= Post canonical system =

A Post canonical system, also known as a Post production system, as created by Emil Post, is a string-manipulation system that starts with finitely many strings and repeatedly transforms them by applying a finite set of specified rules of a certain form, thus generating a formal language. Today they are mainly of historical relevance because every Post canonical system can be reduced to a string rewriting system (semi-Thue system), which is a simpler formulation. Both formalisms are Turing complete.

== Definition ==

A Post canonical system is a triplet (A,I,R), where

- A is a finite alphabet, and finite (possibly empty) strings on A are called words.
- I is a finite set of initial words.

(Region annotation entries)
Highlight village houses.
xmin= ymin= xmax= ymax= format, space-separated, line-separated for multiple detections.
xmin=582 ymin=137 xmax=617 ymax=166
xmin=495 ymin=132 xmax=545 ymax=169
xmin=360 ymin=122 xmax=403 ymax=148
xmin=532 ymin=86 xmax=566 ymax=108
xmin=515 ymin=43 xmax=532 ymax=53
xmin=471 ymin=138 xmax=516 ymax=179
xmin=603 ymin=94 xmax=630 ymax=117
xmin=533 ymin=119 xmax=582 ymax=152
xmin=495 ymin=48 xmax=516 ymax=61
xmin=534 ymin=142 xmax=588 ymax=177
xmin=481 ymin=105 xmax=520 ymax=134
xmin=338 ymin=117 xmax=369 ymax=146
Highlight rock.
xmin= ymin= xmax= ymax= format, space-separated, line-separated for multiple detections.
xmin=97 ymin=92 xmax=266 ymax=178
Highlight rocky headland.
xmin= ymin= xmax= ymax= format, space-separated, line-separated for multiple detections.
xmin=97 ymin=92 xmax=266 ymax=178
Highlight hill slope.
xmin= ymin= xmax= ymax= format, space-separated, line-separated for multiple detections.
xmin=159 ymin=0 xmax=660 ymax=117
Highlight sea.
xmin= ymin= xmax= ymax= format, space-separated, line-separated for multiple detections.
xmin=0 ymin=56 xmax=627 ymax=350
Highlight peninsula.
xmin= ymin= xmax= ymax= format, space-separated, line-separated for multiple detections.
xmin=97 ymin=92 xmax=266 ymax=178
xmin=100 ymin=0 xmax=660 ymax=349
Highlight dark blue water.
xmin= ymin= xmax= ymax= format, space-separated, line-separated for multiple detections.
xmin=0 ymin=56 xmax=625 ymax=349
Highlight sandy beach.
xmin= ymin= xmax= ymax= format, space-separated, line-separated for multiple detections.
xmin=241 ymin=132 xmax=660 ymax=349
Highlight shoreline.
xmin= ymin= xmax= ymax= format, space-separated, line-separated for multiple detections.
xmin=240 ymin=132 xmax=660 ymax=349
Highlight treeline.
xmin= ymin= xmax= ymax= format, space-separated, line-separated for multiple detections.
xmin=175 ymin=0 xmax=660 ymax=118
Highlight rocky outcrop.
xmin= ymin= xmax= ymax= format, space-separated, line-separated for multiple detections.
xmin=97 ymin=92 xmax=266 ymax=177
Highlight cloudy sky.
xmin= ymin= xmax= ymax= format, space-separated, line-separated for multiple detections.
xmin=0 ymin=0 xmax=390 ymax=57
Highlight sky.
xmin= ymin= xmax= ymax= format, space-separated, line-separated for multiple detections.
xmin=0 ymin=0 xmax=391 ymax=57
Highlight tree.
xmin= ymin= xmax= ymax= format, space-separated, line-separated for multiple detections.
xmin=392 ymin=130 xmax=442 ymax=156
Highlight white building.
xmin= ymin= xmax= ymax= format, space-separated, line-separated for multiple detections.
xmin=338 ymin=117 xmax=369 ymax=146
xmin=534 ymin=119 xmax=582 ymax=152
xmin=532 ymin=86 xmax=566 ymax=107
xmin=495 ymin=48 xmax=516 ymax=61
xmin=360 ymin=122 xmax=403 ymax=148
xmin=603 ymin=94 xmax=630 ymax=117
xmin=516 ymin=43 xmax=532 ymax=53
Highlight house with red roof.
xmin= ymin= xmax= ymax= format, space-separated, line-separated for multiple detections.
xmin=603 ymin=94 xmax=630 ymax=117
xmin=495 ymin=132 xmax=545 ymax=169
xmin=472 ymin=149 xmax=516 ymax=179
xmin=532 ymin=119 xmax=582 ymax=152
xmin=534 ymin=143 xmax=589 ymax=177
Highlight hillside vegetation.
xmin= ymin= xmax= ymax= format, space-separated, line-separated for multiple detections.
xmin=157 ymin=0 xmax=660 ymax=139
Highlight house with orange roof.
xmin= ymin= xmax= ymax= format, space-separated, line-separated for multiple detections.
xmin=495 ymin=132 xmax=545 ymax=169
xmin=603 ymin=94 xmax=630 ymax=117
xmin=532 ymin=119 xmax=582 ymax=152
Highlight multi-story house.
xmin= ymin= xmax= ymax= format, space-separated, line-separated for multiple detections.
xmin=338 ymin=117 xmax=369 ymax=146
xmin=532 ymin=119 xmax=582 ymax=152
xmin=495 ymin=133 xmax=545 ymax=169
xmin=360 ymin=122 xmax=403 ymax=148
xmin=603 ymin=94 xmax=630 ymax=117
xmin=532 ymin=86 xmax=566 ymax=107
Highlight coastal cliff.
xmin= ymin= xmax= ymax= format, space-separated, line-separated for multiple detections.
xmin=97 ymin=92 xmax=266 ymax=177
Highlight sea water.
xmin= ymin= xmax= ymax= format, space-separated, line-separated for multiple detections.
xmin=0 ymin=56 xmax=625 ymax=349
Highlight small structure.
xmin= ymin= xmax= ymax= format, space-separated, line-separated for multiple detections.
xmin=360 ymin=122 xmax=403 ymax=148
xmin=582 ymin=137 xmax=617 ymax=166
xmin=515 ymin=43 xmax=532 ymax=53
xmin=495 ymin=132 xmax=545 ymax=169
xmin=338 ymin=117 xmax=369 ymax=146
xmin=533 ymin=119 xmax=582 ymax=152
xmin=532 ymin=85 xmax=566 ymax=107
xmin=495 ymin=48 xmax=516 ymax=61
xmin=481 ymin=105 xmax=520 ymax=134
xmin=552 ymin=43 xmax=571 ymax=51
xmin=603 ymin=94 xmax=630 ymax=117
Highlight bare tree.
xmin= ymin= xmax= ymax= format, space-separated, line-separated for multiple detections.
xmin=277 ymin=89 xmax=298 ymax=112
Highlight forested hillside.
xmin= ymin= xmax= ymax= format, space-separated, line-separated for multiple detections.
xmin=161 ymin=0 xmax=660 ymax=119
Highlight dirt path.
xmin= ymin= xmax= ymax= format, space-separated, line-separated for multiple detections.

* [Description of the task]:
List every name of a kind of formal system that appears in the Post canonical system article above, including alternate names.

* [Exercise output]:
- Post canonical system
- Post production system
- string rewriting system
- semi-Thue system